- _WORK ITEM_: From the first line of the entries below through the line holding "[[209, 7], [281, 259], [262, 32]]", write out every line exactly, please, and leave out the pictures.

- _Point localization data_:

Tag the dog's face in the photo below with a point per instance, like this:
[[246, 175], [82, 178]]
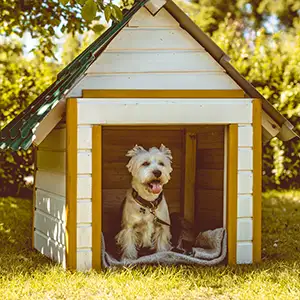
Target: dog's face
[[150, 168]]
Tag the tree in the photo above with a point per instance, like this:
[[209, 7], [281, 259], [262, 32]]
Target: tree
[[21, 81], [44, 19], [254, 14]]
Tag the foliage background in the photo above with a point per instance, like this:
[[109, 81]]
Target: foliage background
[[262, 37]]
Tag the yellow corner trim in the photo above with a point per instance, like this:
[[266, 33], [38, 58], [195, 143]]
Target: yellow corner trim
[[96, 196], [232, 191], [71, 184], [257, 179]]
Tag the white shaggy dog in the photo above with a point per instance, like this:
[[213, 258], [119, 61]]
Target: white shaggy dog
[[145, 216]]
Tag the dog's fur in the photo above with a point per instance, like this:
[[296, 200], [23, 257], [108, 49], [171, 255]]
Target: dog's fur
[[138, 227]]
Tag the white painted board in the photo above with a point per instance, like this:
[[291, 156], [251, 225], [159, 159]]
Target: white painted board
[[50, 248], [154, 62], [163, 111]]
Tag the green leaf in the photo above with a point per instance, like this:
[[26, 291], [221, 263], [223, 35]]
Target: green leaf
[[119, 14], [64, 2], [98, 28], [107, 13], [81, 2], [89, 10]]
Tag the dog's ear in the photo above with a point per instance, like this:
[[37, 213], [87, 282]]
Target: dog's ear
[[135, 150], [166, 151]]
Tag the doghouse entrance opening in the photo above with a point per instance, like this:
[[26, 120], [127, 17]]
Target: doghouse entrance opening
[[208, 190]]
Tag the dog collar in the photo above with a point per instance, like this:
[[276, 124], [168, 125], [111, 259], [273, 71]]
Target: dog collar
[[152, 205]]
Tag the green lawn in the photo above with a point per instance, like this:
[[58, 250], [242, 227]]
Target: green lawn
[[24, 274]]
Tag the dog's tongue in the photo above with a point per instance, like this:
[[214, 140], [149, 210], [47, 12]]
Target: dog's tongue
[[156, 187]]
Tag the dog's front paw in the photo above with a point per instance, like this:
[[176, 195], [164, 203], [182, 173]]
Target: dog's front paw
[[161, 247], [131, 255]]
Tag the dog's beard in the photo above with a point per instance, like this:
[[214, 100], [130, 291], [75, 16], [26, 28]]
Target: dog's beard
[[155, 186]]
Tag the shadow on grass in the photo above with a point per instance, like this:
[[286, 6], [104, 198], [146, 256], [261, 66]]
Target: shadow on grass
[[16, 255]]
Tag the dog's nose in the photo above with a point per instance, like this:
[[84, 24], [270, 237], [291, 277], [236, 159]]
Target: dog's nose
[[156, 173]]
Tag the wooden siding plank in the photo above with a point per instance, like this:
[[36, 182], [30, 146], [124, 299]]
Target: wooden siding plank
[[244, 229], [84, 211], [50, 121], [84, 186], [232, 192], [245, 206], [190, 176], [245, 182], [257, 180], [51, 161], [244, 252], [84, 137], [84, 236], [153, 39], [162, 111], [210, 159], [50, 226], [51, 182], [158, 81], [55, 140], [96, 93], [245, 159], [209, 199], [96, 196], [55, 161], [211, 179], [211, 137], [84, 260], [51, 204], [154, 62], [50, 248], [245, 135], [71, 182]]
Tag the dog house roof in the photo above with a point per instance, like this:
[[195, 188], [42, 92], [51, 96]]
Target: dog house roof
[[20, 132]]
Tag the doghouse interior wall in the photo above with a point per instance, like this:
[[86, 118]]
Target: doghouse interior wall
[[209, 175]]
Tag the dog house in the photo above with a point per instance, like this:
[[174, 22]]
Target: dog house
[[152, 78]]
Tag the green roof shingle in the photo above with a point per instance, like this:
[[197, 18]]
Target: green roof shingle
[[18, 134]]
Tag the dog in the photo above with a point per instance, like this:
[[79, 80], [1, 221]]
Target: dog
[[145, 215]]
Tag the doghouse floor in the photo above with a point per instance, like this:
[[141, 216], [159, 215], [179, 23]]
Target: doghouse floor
[[209, 171]]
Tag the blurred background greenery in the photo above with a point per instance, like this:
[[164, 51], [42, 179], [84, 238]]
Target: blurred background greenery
[[262, 37]]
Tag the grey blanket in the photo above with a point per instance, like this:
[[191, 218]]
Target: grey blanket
[[210, 249]]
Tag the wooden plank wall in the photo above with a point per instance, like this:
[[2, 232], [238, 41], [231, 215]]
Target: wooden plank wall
[[116, 178], [155, 53], [209, 177], [50, 204]]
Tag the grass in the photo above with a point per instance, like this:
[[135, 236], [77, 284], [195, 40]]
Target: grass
[[25, 274]]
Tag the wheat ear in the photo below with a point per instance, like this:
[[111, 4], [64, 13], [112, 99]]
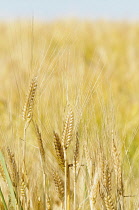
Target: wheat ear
[[59, 150], [66, 139]]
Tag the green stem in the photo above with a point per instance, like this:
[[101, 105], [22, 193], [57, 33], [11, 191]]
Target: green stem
[[3, 200]]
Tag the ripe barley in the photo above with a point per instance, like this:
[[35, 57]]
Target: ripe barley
[[59, 150], [28, 106]]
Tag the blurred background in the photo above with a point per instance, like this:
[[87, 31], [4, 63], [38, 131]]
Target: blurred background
[[49, 10]]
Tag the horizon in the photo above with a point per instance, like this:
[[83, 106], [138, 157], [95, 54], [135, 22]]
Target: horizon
[[87, 10]]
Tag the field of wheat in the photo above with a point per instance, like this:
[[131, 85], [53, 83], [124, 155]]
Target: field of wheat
[[69, 115]]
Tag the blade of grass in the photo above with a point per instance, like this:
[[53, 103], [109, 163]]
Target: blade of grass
[[3, 200], [13, 198]]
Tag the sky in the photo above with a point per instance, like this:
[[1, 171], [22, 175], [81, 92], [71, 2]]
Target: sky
[[86, 9]]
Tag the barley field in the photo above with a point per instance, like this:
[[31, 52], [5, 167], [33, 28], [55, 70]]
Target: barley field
[[69, 115]]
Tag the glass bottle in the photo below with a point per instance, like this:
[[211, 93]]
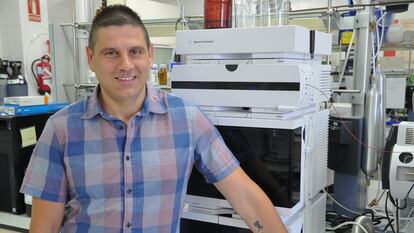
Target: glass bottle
[[163, 75], [217, 13]]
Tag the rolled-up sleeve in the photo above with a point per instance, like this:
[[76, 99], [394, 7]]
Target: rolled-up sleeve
[[212, 157], [45, 175]]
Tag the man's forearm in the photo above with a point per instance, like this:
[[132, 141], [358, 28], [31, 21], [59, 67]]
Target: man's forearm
[[262, 217]]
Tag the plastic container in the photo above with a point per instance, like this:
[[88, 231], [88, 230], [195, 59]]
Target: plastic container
[[248, 13], [217, 13], [163, 75], [395, 33], [154, 74]]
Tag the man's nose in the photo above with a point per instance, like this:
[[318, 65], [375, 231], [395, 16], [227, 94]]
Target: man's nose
[[125, 62]]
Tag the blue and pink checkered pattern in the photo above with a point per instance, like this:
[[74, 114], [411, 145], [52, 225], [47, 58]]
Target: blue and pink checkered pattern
[[118, 177]]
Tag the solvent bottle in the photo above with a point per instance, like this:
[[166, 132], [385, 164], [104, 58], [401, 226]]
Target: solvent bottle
[[163, 74]]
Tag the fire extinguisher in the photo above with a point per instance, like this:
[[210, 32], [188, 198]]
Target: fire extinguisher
[[41, 70]]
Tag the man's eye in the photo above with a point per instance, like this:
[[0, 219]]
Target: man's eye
[[136, 52], [111, 53]]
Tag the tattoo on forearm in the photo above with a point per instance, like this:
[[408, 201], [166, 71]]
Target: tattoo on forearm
[[258, 226]]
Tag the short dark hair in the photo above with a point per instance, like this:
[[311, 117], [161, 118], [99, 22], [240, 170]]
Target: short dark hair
[[115, 15]]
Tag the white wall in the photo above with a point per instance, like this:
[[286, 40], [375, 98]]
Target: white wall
[[2, 27], [60, 11], [153, 10]]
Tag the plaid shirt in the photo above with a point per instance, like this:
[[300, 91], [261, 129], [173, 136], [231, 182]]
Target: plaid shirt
[[125, 178]]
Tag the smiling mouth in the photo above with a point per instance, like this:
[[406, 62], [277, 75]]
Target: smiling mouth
[[125, 78]]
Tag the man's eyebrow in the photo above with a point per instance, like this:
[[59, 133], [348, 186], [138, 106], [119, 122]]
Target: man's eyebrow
[[106, 50]]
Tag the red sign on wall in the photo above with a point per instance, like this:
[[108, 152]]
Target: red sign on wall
[[34, 10]]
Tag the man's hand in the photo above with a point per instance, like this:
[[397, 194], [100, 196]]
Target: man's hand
[[251, 203]]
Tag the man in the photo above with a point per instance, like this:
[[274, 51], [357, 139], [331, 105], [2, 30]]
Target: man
[[120, 160]]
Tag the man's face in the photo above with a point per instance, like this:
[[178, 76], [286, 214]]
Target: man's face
[[122, 61]]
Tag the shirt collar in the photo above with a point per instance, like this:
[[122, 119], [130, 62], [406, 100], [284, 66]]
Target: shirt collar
[[155, 102]]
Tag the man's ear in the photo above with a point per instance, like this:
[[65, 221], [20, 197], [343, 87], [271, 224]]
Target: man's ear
[[89, 54]]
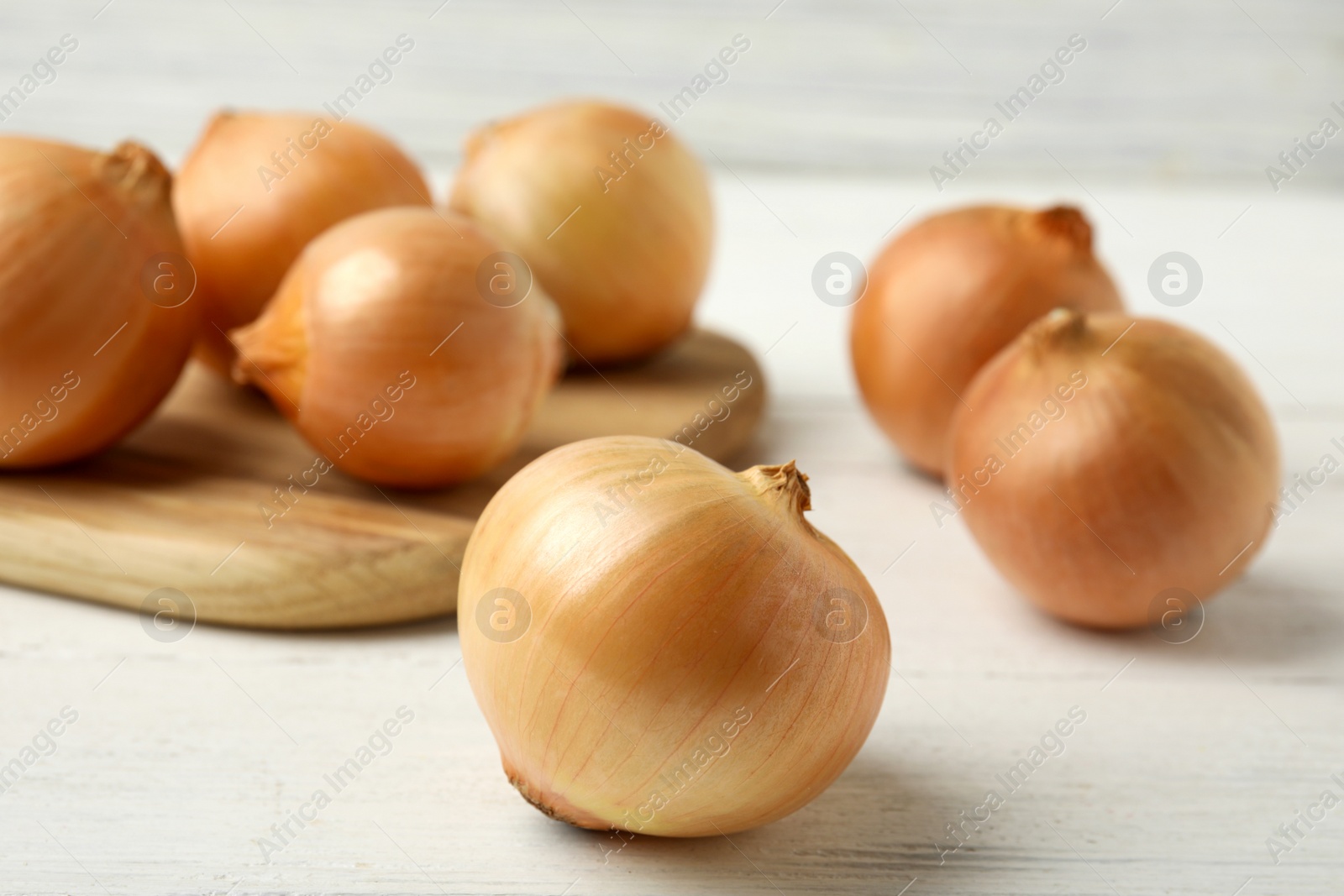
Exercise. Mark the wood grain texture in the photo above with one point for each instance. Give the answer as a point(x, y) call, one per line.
point(1175, 93)
point(181, 503)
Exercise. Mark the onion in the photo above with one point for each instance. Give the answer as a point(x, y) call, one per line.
point(94, 315)
point(951, 291)
point(611, 211)
point(360, 348)
point(259, 187)
point(664, 647)
point(1110, 458)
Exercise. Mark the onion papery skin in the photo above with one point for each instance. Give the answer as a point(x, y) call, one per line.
point(690, 611)
point(947, 295)
point(629, 265)
point(1160, 473)
point(385, 308)
point(245, 215)
point(85, 355)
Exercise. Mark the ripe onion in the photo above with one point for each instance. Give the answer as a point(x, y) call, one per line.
point(664, 647)
point(1109, 459)
point(611, 211)
point(94, 315)
point(259, 187)
point(947, 295)
point(360, 348)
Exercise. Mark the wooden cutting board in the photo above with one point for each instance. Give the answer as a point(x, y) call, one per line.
point(179, 504)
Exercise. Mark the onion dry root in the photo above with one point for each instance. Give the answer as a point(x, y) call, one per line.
point(259, 187)
point(951, 291)
point(664, 647)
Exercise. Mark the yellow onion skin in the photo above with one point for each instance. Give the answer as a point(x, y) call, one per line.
point(669, 600)
point(947, 295)
point(87, 355)
point(245, 214)
point(382, 352)
point(629, 265)
point(1159, 472)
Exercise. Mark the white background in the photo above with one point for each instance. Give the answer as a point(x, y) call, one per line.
point(185, 754)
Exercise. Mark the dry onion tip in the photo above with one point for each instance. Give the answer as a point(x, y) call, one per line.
point(664, 647)
point(97, 316)
point(948, 293)
point(386, 355)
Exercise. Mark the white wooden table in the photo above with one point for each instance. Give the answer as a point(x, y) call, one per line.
point(186, 754)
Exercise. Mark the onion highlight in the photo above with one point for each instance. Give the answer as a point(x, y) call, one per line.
point(259, 187)
point(664, 647)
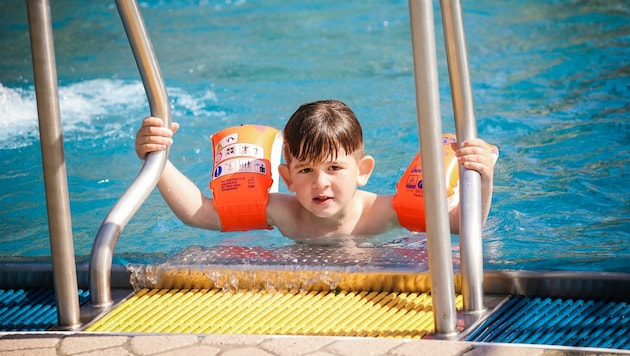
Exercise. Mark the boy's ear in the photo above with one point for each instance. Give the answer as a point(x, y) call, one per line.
point(283, 169)
point(366, 166)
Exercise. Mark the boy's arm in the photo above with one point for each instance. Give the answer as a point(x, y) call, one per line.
point(181, 195)
point(186, 200)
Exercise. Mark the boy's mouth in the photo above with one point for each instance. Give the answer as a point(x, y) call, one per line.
point(321, 199)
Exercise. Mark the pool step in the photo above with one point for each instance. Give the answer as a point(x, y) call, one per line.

- _RESPONSE BOX_:
Tag the dog's face in the photo below with a point per instance, like this:
[[246, 175], [82, 178]]
Target: dog's face
[[150, 168]]
Tag the tree in the photo above with a point per instance, like this:
[[209, 7], [281, 259], [262, 32]]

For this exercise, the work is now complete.